- Directions for this task -
State whether each statement below agrees with the math answer that follows, replying yes or no and quoting the words from it that decide the matter: (a) the answer opens by stating what is given; (b) it sets out to check whether the vector has both magnitude and direction; (c) the angle α is taken with the y-axis.

- Passage shown -
***
Question

show that a=icap-jcap/root 2 is a vector​

Answer 1

We're given,

$\vec{a}=\dfrac{\hat{\! i}-\hat{\! j}}{\sqrt2}$

We just take the RHS as,

$\vec{a}=\dfrac{1}{\sqrt2}\ \hat{\! i}-\dfrac{1}{\sqrt2}\ \hat{\! j}$

Now let's check whether  $\vec{a}$  has both magnitude and direction.

$|\vec{a}|\ =\ \sqrt{\left(\dfrac{1}{\sqrt2}\right)^2+\left(-\dfrac{1}{\sqrt2}\right)^2+2\cdot\dfrac{1}{\sqrt2}\cdot-\dfrac{1}{\sqrt2}\cdot\cos90\textdegree}\\ \\ \\ |\vec{a}|\ =\ \sqrt{\dfrac{1}{2}+\dfrac{1}{2}}\\ \\ \\ |\vec{a}|\ =\ 1$

Let  $\vec{a}$  makes an angle  $\alpha$  with x - axis.
***
- Given material -
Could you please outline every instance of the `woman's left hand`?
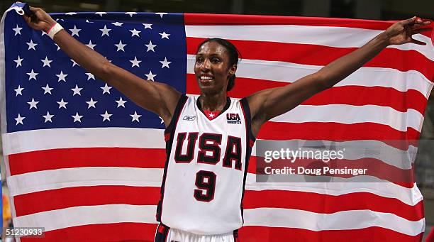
***
- Worked answer -
(a) Yes: "We're given,"
(b) Yes: "has both magnitude and direction."
(c) No: "makes an angle  $\alpha$  with x - axis."